_Set exercise_
Pick out each line of the items below that contains the word "picture", and copy those lines in full.

_Dataset records_
========

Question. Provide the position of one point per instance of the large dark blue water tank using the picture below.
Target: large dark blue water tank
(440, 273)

========

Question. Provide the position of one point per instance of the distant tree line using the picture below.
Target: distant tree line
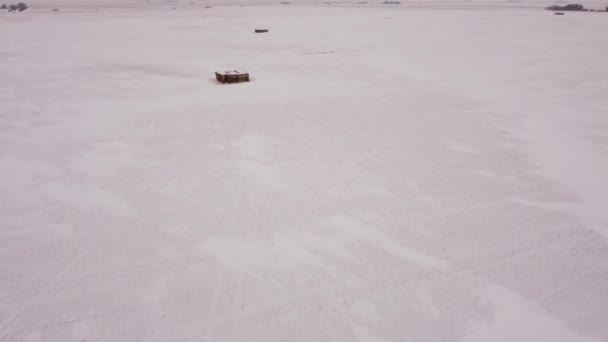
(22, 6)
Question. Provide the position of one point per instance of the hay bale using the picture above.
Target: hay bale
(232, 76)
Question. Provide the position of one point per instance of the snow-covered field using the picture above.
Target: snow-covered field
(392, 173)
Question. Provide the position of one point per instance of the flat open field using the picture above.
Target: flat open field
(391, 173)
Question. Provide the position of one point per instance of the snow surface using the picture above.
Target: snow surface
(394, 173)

========

_Written response_
Question. Provide the position of one point per instance of the large dark blue water tank using the picture below.
Question. Provide the position of one point per instance of the distant tree line using the picture below.
Question. Provide the position of one point per instance of the hay bale using the picture above.
Question. Provide the position of one point per instance of the snow-covered field using the picture above.
Question. Provide the position of one point per instance of the flat open field using the picture above.
Question. Provide the position of one point per instance of the snow surface using the picture above.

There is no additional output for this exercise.